Aufgaben:
(a) Wo stellten die Aktivist:innen laut dem Text über den Lützerath-Protest in Berlin am Mittag drei gelbe Kreuze auf?
(b) Schreib aus dem Text über den Lützerath-Protest in Berlin alles von „Wie es kurz“ bis hinunter zu „singen die Protestierenden.“ wortgetreu ab.
(c) Führe den Text über den Lützerath-Protest in Berlin im Anschluss an seinen letzten Satz weiter.

Seitentext:
--------

Bild: Lützerath-Protest in Berlin am Mittwoch vor dem RWE-Finanzier Deutsche B…
Berlin taz | Während am Morgen Hundertschaften der Polizei [1][im Dorf
Lützerath im rheinischen Braunkohlerevier einrücken] und mit der Räumung
beginnen, machen sich Berliner Aktivist:innen vor der
Bundesparteizentrale der Grünen zu schaffen. Sie kleben gelbe Kreuze an die
Fassade und den Eingang – ein Symbol, das von der Klimabewegung seit dem
Kampf gegen die Atomkraft in den 1980er Jahren im Wendland benutzt wird.
Wie es kurz darauf in einer Mitteilung heißt, soll die Aktion am Mittwoch
verdeutlichen, „wer die politische Verantwortung für dieses Armutszeugnis
im Kampf gegen die Klimakatastrophe trägt“. Die Aktivist:innen werfen
den Grünen vor, „ihre angeblichen Ideale und den Willen ihrer
Wähler:innen für einen schmutzigen Deal mit RWE geopfert haben“.
Auch am Mittag tauchen die gelben Kreuze wieder in der 600 Kilometer von
Lützerath entfernten Hauptstadt auf. Etwa 50 Aktivist:innen
positionieren drei gelbe Kreuze vor der Deutschen Bank am Hermannplatz. „Ob
Kohle aus der Mine, ob Kohle aus der Bank, beiden fehlt die Liebe, beides
macht uns krank“, singen die Protestierenden.
Die Deutsche Bank sei der „größte Finanzier“ von RWE, erklärt
Pressesprecherin Sofia Rodriguez von der Klimaschutz-NGO 350.org der taz.
Die Initiative fährt derzeit eine [2][Kampagne zum Boykott der Deutschen
Bank]. 435 Milliarden Euro an Krediten und 378 Millionen Euro an
Investitionen habe die Bank zwischen 2019 und 2021 in den Kohlekonzern
gesteckt. „Aber leider werden Banken häufig als neutrale Institutionen
gesehen, dabei könnte RWE ohne ihr Geld seine extraktivistischen Projekte
gar nicht machen“, kritisiert Rodriguez.

--------

Gegebene Informationen:

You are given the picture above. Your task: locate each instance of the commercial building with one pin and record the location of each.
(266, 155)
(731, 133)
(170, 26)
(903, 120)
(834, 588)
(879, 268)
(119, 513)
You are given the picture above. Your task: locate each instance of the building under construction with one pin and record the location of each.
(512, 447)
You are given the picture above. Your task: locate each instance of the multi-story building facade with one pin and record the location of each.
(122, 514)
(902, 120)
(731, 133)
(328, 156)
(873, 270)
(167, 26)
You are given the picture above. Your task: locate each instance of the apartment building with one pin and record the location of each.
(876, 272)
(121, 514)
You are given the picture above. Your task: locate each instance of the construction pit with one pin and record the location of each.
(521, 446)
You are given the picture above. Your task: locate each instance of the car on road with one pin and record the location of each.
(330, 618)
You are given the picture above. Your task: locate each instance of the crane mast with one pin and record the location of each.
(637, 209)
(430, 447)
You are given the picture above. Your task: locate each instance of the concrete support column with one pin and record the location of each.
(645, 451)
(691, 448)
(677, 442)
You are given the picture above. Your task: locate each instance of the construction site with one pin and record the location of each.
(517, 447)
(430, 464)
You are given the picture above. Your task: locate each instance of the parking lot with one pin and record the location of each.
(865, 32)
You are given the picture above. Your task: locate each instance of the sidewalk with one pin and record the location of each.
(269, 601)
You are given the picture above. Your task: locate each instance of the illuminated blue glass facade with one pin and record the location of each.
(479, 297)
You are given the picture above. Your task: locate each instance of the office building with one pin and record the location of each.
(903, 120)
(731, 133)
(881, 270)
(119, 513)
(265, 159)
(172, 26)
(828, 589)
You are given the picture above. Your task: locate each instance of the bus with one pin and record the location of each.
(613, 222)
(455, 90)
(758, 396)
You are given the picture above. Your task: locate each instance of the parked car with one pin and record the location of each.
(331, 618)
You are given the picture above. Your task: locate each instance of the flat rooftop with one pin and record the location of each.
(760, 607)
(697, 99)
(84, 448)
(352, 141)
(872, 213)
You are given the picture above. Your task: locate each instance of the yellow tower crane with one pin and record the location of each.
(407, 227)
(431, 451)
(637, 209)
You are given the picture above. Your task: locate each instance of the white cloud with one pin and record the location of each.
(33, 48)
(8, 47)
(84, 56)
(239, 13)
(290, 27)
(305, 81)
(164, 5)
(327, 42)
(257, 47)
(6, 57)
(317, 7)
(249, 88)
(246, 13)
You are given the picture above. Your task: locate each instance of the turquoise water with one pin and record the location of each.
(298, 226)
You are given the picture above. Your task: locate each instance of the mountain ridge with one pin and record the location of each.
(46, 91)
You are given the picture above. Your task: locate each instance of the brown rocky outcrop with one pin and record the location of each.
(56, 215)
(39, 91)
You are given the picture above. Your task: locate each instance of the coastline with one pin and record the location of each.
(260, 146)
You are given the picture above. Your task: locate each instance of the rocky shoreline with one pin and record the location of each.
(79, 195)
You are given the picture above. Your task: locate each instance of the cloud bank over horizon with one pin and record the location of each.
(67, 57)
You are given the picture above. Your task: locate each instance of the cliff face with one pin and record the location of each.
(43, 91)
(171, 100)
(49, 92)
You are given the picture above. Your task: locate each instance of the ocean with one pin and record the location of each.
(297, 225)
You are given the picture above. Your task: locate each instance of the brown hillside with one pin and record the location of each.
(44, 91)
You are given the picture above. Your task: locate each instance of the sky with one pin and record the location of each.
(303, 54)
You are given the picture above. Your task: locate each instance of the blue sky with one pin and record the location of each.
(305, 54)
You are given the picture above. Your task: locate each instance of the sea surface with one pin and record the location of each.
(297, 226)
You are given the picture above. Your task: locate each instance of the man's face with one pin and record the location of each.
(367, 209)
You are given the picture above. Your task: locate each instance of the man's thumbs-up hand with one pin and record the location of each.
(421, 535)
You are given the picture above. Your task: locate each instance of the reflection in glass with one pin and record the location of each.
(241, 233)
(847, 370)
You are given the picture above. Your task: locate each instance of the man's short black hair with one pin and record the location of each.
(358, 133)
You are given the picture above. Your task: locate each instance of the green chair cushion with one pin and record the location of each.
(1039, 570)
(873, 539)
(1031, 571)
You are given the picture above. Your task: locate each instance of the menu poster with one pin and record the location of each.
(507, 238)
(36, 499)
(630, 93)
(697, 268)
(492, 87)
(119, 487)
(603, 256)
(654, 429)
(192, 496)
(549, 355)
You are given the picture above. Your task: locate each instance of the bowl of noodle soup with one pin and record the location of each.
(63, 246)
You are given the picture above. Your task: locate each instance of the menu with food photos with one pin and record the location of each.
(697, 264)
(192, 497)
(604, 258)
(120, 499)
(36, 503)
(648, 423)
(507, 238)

--------

Lösungen:
(a) Vor der Deutschen Bank am Hermannplatz.

(b)
Wie es kurz darauf in einer Mitteilung heißt, soll die Aktion am Mittwoch
verdeutlichen, „wer die politische Verantwortung für dieses Armutszeugnis
im Kampf gegen die Klimakatastrophe trägt“. Die Aktivist:innen werfen
den Grünen vor, „ihre angeblichen Ideale und den Willen ihrer
Wähler:innen für einen schmutzigen Deal mit RWE geopfert haben“.
Auch am Mittag tauchen die gelben Kreuze wieder in der 600 Kilometer von
Lützerath entfernten Hauptstadt auf. Etwa 50 Aktivist:innen
positionieren drei gelbe Kreuze vor der Deutschen Bank am Hermannplatz. „Ob
Kohle aus der Mine, ob Kohle aus der Bank, beiden fehlt die Liebe, beides
macht uns krank“, singen die Protestierenden.

(c)
## Problem für die Grünen
Für die Berliner Grünen, die nach der Wiederholungswahl am 12. Februar gern
die Regierende Bürgermeisterin stellen wollen, kommt die Räumung Lützeraths
zur Unzeit, ihr Image als Klimaschutzpartei leidet darunter gewaltig.
Bedanken können sie sich bei ihren Parteifreunden: Maßgeblich haben
Wirtschaftsminister Robert Habeck und die nordrhein-westfälische
Wirtschaftsministerin Mona Neubaur den Deal mit dem Energiekonzern RWE
ausgehandelt, der für einen Kohleausstieg bis 2030 [3][das unbegrenzte
Abbaggern, auch unter Lützi, möglich macht]. Mehrheitlich stimmte der
Bundesparteitag im Oktober – wenn auch knapp – gegen einen Antrag der
Grünen Jugend, Lützerath und die darunter liegende Kohle zu erhalten.
Zumindest die Berliner Parteijugend stellt sich nun die Entscheidungsfrage
zwischen Wahlkampf und Lützi verteidigen. „Wir werden am Wochenende keine
Flyer für die Wahl verteilen, sondern stellen uns an die Seite der Bewegung
in Lützerath“, sagt Sprecherin Luna Afra Evans auf Anfrage der taz, „das
hat gerade die Priorität.“ Mit bis zu acht von der Grünen Jugend und
Fridays for Future organisierten Bussen werde man zur Großdemo in Lützerath
am Samstag anreisen. „Wir tun alles, was in unserer Macht steht, damit
Lützi nicht abgebaggert wird“, sagt Evans.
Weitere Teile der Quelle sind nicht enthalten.